• [Provided passage]:
——————

Meantime he was busy writing as well as quarrelling. The chief literary event of his life was his publication of a translation of Homer after five years of labour over it. No one in our days would ever think of attempting to translate Homer with the poor equipment Pope had for the task, for he did not even know Greek. But at that time accurate scholarship was not demanded of a translator, and if Pope's work has not accuracy it has other qualities which brought him great renown. From that day he was the leading poet of England, and with the profits he was able to buy his villa.
That villa became the court of King Alexander, as his admirers called him, and he gives a lively picture of the crowds of young authors who flocked thither to ask his patronage.
"What walls can guard me or what shades can hide?
They pierce my thickets, through my grot they glide,
By land, by water, they renew the charge;
They stop the chariot and they board the barge;
No place is sacred, not the church is free,
E'en Sunday shines no Sabbath day to me."
At Twickenham he lived with his aged mother to whom he was devoted, and his care of whom blots out the memory of his many ill-natured words. There he welcomed his friends. It could not be easy for his halting feet to keep up with the long strides of Swift as he paced the little lawns, but whenever the Dean came to England he delighted to visit Twickenham.
Another frequent visitor was stout, indolent, good-natured John Gay. Gay had begun life as a silk mercer, held some political posts, lost one fortune in the South Sea Bubble and made another. He had an immense admiration for Pope, and his good nature would no doubt be soothing to the peppery little poet. It is remarkable that many of the chief works of the early eighteenth century were inspired by a chance word of Swift, and he it was who suggested to Gay the works which have made him famous, The Beggar's Opera and Polly.
For many years Gay lived as an indulged member of the household of the Duke and Duchess of Queensberry. This Duchess, whose portrait is to be seen in the National Portrait Gallery, a beauty with hazel eyes and dark brown hair dressed as a milkmaid, was a famous person in her day. Her vagaries fill many pages in the letters and diaries of the period. She was a rebel against the fashions of her time, refusing to "cut and curl her hair like a sheep's head", and once scandalizing the town by appearing at court in a dress of red flannel. When she was eighteen, Matthew Prior sang the praises of Kitty, "beautiful and wild as a colt untamed"; for years she carried on a gay correspondence with Swift, who told Pope that her letters "made up a great part of the little happiness I could have here"; when she was over seventy Horace Walpole declared,
"To many a Kitty,
Love his car
Will for a day engage,
But Prior's Kitty, ever fair,
Obtained it for an age."
Another frequent visitor at the villa at Twickenham was the Rev. Joseph Spence, Professor of Poetry at Oxford, who loved the society of great men, and was untiring in putting down on paper his recollections of them. To him we owe many reminiscences of Pope.
He was with him through the spring days of 1744, when the frail strength of the poet was ebbing. He recalled that one day when the doctor gave an encouraging report, Pope smilingly remarked that he "was dying of a hundred good symptoms". We see in Spence's pages the men and women who came and went, Bolingbroke the statesman, and blue-eyed Patty Blount who cheered him most of all. He died on the 30th of May, forgetting in these last days his quarrels and his fame, but rejoicing in the beauty and fragrance of spring blossom in his garden.

——————

• [What to do]:
Copy the part of the passage about Pope that begins at the words "Another frequent visitor at" and stops after "reminiscences of Pope.", swapping "Oxford" for "Cambridge".

Plain-language descriptions of regions:
——————

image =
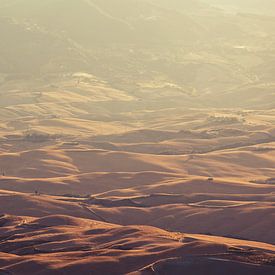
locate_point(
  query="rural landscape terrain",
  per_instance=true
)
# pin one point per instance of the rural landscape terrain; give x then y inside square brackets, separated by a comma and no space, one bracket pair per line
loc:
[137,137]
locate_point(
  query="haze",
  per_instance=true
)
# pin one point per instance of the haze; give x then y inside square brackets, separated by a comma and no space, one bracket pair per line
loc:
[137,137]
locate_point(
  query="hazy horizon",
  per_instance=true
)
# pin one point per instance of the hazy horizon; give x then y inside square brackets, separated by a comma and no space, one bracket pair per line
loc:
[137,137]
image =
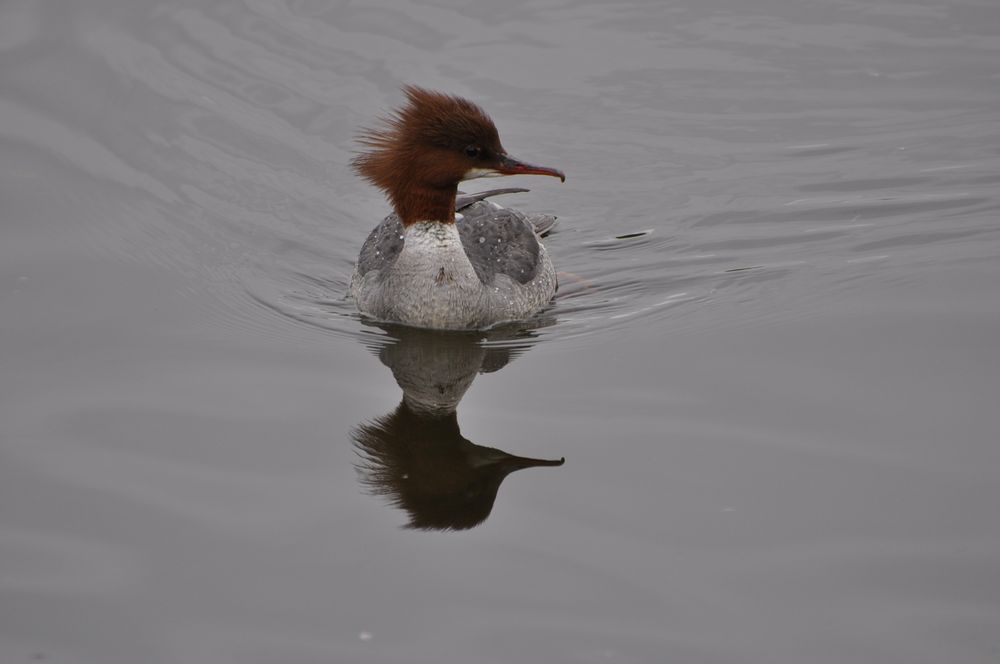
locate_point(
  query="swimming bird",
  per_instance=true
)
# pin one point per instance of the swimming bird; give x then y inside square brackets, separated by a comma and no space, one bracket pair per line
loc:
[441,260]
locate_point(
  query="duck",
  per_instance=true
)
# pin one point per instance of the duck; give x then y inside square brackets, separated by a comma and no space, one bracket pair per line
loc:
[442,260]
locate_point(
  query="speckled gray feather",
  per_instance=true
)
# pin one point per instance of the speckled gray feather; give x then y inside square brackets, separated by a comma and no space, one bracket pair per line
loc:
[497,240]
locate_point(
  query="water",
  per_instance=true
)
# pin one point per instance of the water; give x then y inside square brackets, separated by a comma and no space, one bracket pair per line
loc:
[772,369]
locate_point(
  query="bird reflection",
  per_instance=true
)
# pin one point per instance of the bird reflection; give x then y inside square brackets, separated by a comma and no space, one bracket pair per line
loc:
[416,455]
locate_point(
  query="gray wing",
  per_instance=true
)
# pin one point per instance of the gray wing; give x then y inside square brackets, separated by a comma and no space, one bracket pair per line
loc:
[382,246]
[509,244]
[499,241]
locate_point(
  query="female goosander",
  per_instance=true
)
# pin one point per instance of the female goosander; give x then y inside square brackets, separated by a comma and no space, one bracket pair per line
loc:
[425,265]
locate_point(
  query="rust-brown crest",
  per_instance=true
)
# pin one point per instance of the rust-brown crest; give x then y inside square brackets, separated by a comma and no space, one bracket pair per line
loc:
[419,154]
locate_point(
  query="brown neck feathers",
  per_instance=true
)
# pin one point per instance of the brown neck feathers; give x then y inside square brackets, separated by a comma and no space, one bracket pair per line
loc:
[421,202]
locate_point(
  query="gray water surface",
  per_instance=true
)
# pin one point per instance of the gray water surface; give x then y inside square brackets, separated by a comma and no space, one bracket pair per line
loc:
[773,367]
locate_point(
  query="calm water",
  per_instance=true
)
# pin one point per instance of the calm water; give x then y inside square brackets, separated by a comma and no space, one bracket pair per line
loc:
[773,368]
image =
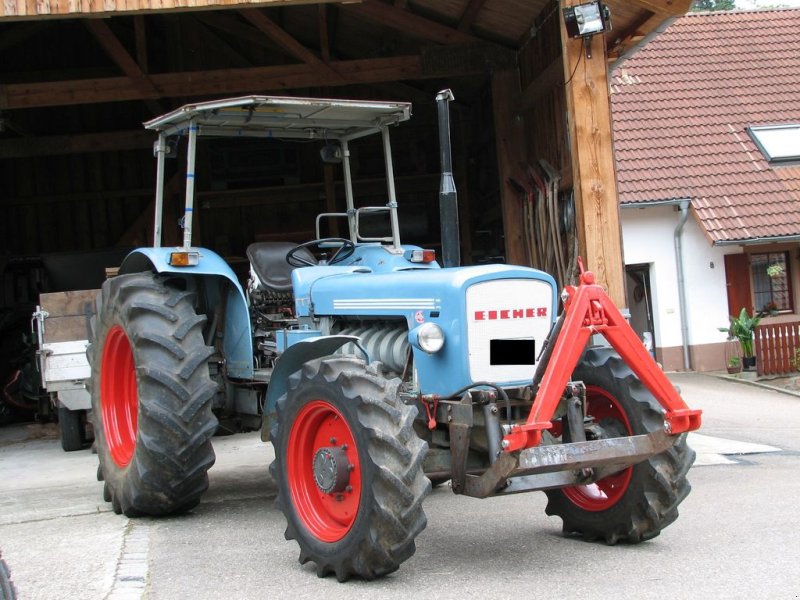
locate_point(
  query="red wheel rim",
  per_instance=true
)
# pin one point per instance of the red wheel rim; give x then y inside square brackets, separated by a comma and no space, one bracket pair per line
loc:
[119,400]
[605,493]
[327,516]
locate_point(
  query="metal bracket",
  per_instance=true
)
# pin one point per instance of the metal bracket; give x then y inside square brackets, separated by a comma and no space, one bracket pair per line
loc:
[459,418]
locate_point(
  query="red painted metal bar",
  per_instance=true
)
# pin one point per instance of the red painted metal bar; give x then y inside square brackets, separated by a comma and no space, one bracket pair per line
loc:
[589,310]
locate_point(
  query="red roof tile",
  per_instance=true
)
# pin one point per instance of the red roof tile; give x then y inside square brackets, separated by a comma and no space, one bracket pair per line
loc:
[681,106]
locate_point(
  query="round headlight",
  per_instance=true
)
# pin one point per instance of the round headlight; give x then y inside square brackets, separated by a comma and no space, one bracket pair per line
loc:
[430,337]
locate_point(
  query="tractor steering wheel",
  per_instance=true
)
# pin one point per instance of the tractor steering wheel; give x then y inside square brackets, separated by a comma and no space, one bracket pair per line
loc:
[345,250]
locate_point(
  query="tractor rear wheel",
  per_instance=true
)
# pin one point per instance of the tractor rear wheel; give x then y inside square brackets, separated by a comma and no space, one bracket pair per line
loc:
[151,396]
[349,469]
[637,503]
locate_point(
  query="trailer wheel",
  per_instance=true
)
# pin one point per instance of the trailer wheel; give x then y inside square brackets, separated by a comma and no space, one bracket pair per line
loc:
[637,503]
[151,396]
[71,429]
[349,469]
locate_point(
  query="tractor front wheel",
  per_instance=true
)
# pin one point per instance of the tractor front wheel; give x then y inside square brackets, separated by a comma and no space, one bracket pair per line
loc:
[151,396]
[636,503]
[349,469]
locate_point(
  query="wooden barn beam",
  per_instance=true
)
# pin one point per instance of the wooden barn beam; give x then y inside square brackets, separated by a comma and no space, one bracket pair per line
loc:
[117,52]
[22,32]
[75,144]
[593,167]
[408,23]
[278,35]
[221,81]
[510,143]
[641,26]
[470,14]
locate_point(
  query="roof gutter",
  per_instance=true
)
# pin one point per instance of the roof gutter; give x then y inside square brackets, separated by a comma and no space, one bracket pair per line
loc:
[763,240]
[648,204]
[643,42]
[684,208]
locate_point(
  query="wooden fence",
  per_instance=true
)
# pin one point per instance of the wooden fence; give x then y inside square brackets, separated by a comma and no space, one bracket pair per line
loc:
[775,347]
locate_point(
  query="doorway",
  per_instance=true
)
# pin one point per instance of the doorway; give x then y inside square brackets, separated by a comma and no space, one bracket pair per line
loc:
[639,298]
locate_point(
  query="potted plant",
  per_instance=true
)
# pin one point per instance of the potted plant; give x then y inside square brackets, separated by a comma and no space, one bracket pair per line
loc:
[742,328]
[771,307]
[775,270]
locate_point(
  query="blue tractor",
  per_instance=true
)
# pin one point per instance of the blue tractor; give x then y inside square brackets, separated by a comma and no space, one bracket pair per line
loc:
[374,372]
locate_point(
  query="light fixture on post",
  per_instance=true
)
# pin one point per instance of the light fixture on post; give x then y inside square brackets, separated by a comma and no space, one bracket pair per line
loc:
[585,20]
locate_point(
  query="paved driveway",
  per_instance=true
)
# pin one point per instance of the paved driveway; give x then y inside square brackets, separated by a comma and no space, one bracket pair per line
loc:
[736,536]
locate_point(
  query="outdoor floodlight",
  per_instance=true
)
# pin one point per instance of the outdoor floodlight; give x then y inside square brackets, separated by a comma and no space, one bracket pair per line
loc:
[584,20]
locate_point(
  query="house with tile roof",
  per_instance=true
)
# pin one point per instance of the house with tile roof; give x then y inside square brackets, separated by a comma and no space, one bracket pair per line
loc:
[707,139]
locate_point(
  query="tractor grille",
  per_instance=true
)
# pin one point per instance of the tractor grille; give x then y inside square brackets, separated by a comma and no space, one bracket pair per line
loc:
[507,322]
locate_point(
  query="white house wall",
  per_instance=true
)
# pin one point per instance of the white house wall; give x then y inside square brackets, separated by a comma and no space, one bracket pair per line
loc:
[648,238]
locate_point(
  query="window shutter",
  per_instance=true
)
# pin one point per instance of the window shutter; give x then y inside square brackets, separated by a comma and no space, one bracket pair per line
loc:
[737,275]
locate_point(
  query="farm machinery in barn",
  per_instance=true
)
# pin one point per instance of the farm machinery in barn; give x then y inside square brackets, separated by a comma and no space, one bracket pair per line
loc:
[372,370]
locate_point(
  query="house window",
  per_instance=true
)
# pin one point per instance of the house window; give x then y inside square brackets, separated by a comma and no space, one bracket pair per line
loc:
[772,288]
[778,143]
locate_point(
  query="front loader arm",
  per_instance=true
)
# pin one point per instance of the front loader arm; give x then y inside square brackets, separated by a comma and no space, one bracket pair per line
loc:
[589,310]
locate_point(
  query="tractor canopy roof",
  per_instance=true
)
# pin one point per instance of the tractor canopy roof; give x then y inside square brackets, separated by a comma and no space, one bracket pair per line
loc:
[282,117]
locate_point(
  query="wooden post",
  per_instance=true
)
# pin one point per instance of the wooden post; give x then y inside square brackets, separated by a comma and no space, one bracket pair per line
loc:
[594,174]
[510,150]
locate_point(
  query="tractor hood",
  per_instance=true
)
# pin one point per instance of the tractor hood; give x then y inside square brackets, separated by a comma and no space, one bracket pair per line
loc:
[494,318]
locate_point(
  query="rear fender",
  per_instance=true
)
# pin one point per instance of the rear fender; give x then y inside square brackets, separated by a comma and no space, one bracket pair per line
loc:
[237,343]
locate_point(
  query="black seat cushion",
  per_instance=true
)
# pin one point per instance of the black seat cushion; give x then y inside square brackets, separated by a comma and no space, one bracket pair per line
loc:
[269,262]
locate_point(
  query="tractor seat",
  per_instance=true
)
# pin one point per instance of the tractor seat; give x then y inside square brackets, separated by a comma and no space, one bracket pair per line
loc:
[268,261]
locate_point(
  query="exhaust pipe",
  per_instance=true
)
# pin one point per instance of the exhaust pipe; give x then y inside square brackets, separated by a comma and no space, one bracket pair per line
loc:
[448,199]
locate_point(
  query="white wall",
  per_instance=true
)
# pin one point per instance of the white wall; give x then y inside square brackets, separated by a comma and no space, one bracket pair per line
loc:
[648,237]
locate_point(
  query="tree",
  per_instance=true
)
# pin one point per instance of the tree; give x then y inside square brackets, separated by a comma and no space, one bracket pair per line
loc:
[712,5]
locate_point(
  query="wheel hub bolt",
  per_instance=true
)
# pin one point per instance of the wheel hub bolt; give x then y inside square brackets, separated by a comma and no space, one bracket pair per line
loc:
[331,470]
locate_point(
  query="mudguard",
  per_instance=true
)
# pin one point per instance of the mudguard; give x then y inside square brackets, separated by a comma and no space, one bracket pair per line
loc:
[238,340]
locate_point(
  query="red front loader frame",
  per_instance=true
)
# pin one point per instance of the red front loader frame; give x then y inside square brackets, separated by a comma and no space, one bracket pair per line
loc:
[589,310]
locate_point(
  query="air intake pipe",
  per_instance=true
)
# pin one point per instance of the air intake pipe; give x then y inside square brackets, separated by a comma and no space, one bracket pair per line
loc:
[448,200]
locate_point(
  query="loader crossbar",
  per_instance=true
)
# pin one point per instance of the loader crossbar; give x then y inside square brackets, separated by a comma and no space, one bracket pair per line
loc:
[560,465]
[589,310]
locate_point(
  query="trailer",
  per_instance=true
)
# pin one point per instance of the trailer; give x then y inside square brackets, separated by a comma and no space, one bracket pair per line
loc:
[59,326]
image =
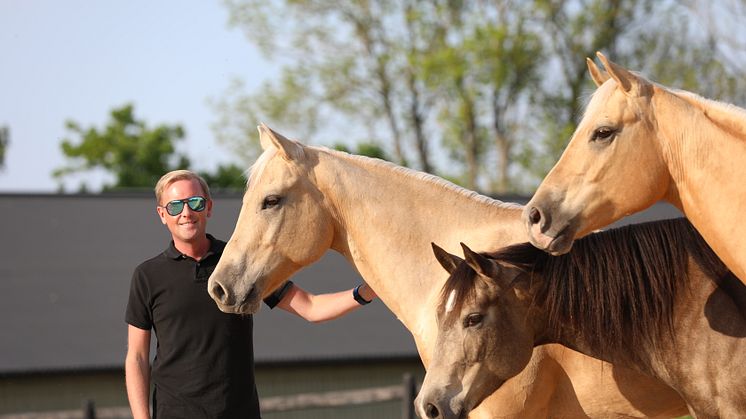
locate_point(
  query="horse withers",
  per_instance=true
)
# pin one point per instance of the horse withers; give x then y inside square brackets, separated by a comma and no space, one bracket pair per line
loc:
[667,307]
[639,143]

——————

• [Task solution]:
Another frequent visitor at the villa at Twickenham was the Rev. Joseph Spence, Professor of Poetry at Cambridge, who loved the society of great men, and was untiring in putting down on paper his recollections of them. To him we owe many reminiscences of Pope.